Interaction with positive social groups has been shown to increase successful rehabilitation compliance and eventual outcomes (Halley & Carroll, 1998; Podlog & Eklund, 2006). Pairing the recovering athlete with peers who have both succeeded in rehabilitation as well as those currently going through the process could create a community providing a sense of relatedness and increase the likelihood of compliance (Podlog & Eklund, 2006). Rehabilitation programs should create structure that allows the athlete to return to the arena of play as quickly as possible. Modified activities that allow engagement in their sport, interaction with their team and coaches, as well as provide rehabilitation function can reinforce their desire to return and slowly increase feelings of confidence and self-efficacy(Bandura & Locke, 2003; Ryan & Deci, 2000).

(Referring expression pointing data)
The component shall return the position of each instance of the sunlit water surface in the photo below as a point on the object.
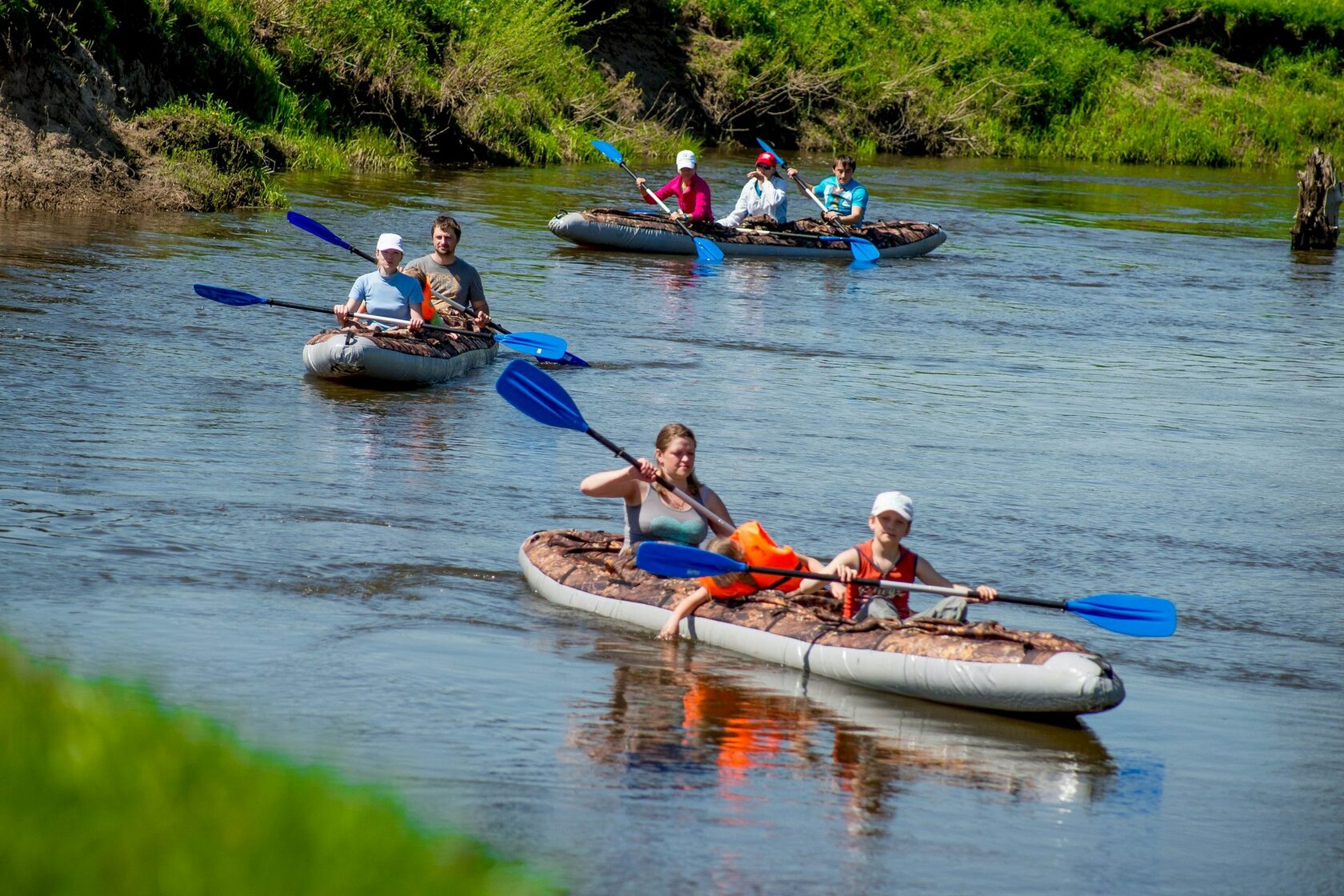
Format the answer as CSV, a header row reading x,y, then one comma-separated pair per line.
x,y
1109,379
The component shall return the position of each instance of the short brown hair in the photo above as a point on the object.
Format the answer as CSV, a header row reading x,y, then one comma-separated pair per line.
x,y
446,223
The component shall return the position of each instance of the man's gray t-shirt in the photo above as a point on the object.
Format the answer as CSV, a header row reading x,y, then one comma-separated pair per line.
x,y
458,281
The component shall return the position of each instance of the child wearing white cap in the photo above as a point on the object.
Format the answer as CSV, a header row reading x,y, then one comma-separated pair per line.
x,y
691,191
385,292
885,558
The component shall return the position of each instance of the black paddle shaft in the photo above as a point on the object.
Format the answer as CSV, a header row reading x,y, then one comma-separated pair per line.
x,y
327,310
887,583
374,261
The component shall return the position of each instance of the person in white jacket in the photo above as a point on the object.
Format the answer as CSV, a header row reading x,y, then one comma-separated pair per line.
x,y
764,194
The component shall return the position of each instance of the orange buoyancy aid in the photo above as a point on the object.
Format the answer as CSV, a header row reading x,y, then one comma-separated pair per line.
x,y
903,570
761,551
426,306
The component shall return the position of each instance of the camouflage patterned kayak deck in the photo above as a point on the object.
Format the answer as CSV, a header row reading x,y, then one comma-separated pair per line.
x,y
802,238
389,358
978,664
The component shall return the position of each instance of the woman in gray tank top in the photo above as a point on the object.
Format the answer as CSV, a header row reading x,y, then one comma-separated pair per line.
x,y
654,514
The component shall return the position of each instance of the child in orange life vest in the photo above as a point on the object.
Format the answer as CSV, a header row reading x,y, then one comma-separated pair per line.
x,y
885,558
753,546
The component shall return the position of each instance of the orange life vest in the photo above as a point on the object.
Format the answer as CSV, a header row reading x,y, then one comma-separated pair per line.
x,y
426,306
903,570
761,551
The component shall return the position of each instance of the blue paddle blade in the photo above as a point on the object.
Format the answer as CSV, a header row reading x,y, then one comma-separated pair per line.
x,y
609,150
226,296
682,562
1132,614
304,222
570,358
770,150
533,391
863,250
543,346
707,251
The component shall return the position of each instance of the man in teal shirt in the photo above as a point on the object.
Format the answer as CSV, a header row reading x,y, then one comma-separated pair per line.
x,y
844,198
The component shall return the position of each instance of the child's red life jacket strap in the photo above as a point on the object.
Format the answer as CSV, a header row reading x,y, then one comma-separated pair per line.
x,y
426,306
851,599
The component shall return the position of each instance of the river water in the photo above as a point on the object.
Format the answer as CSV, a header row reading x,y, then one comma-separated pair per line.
x,y
1109,379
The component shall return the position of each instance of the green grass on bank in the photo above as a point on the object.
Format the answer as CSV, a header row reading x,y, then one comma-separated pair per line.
x,y
1029,78
109,793
338,85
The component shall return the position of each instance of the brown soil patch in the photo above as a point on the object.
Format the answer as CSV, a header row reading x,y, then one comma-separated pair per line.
x,y
62,144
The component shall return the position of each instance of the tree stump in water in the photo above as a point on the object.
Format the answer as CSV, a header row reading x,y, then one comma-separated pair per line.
x,y
1318,195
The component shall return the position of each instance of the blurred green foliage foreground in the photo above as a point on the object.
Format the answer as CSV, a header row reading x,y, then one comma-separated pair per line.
x,y
106,791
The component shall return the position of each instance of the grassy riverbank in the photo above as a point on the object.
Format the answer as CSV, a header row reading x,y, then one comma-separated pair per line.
x,y
106,791
231,90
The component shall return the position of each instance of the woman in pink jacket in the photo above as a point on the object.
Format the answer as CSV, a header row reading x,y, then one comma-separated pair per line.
x,y
693,194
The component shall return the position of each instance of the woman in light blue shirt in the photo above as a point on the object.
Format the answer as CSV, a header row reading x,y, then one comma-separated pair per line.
x,y
385,292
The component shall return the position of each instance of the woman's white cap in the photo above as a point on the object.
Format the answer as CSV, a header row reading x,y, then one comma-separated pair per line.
x,y
894,502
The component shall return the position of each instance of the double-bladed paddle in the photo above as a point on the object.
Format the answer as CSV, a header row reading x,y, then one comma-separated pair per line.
x,y
705,250
320,231
862,249
537,344
537,394
1136,614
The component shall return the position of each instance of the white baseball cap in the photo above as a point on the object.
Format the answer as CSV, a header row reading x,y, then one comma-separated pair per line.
x,y
894,502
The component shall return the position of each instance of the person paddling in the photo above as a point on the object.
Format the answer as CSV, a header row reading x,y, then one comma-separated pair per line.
x,y
652,514
764,194
449,276
846,199
691,191
385,292
885,558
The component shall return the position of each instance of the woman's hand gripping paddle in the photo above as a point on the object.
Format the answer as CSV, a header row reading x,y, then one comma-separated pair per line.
x,y
316,229
1136,614
537,394
537,344
863,250
705,250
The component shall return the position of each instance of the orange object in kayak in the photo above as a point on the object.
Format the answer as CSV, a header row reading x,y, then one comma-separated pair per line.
x,y
426,306
761,551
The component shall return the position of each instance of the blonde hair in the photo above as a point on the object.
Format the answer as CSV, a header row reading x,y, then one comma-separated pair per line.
x,y
666,435
729,548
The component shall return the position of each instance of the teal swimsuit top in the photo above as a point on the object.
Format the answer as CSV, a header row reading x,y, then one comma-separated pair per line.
x,y
654,520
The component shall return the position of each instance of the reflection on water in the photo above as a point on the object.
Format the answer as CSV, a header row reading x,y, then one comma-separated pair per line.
x,y
674,723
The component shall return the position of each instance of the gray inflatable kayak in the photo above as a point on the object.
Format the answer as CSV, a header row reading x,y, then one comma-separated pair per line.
x,y
804,238
976,664
395,360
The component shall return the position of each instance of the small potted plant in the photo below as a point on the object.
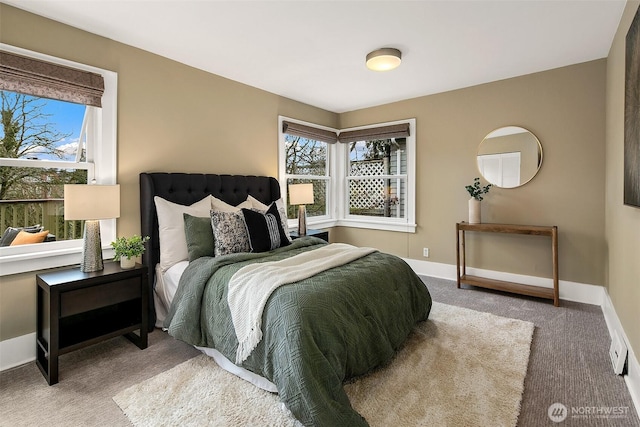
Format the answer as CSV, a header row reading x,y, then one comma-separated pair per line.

» **ACTIVITY LIST**:
**A.** From the passage on athlete rehabilitation above, write out the text starting at "Interaction with positive" and ending at "Ryan & Deci, 2000).".
**B.** According to the passage on athlete rehabilitation, why should a recovering athlete be paired with peers who have finished rehabilitation and peers who are still going through it?

» **OUTPUTS FOR THE TASKS**:
**A.**
Interaction with positive social groups has been shown to increase successful rehabilitation compliance and eventual outcomes (Halley & Carroll, 1998; Podlog & Eklund, 2006). Pairing the recovering athlete with peers who have both succeeded in rehabilitation as well as those currently going through the process could create a community providing a sense of relatedness and increase the likelihood of compliance (Podlog & Eklund, 2006). Rehabilitation programs should create structure that allows the athlete to return to the arena of play as quickly as possible. Modified activities that allow engagement in their sport, interaction with their team and coaches, as well as provide rehabilitation function can reinforce their desire to return and slowly increase feelings of confidence and self-efficacy(Bandura & Locke, 2003; Ryan & Deci, 2000).

**B.** Such pairing could create a community that gives the athlete a sense of relatedness and makes compliance with rehabilitation more likely. Interaction with positive social groups has been shown to increase rehabilitation compliance and improve eventual outcomes.